▸ **PROBLEM**: Beginning at the line containing "the eyeglass frame", print every line until the records end, keeping each exactly as it is.

** Opening DATA SUPPLIED block **

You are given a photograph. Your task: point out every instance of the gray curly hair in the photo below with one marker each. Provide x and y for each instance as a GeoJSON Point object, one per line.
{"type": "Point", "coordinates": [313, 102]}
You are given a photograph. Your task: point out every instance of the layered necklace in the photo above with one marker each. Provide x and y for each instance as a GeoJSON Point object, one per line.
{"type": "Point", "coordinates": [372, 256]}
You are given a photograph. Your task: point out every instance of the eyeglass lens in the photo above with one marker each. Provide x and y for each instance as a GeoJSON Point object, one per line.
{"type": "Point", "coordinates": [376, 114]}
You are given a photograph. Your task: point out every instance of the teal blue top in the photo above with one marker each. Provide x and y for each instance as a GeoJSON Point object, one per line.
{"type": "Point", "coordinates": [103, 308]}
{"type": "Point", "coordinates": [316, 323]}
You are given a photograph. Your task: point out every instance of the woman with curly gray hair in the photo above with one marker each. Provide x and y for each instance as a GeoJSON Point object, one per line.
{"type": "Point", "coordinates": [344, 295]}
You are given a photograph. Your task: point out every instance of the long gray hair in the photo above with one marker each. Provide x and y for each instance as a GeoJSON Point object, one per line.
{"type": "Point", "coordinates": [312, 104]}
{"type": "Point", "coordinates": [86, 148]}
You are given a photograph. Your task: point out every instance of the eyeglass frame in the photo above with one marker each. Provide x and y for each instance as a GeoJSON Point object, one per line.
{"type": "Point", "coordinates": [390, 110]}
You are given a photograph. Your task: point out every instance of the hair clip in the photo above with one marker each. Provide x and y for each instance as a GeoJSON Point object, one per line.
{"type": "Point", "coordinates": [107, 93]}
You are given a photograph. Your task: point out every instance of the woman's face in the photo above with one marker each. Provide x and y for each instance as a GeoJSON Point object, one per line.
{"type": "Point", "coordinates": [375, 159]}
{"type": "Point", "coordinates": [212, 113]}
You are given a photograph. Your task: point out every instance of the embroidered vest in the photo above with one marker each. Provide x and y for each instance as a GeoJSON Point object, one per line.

** Closing DATA SUPPLIED block **

▸ **ANSWER BELOW**:
You are given a photograph. Your task: point out every instance of the eyeglass frame in the photo above with one marker each. Provide x and y for each instance as a GeoJSON Point object, one per line.
{"type": "Point", "coordinates": [390, 110]}
You are given a photograph. Your task: point out every instance of the hair clip in the photo above with one marker each. Provide x and y for each instance as a GeoJSON Point object, one per line.
{"type": "Point", "coordinates": [107, 93]}
You are given a photograph. Your task: point out every instance of the woman's face in the photo above with one marker each. Provide x and y for each instance as a GeoJSON Point object, one per line.
{"type": "Point", "coordinates": [375, 159]}
{"type": "Point", "coordinates": [212, 113]}
You are given a photograph. Your task: point out every instance of the embroidered vest in the photo above with one marker each. Provide x and y for each instance as a GeoJSON Point object, one per line.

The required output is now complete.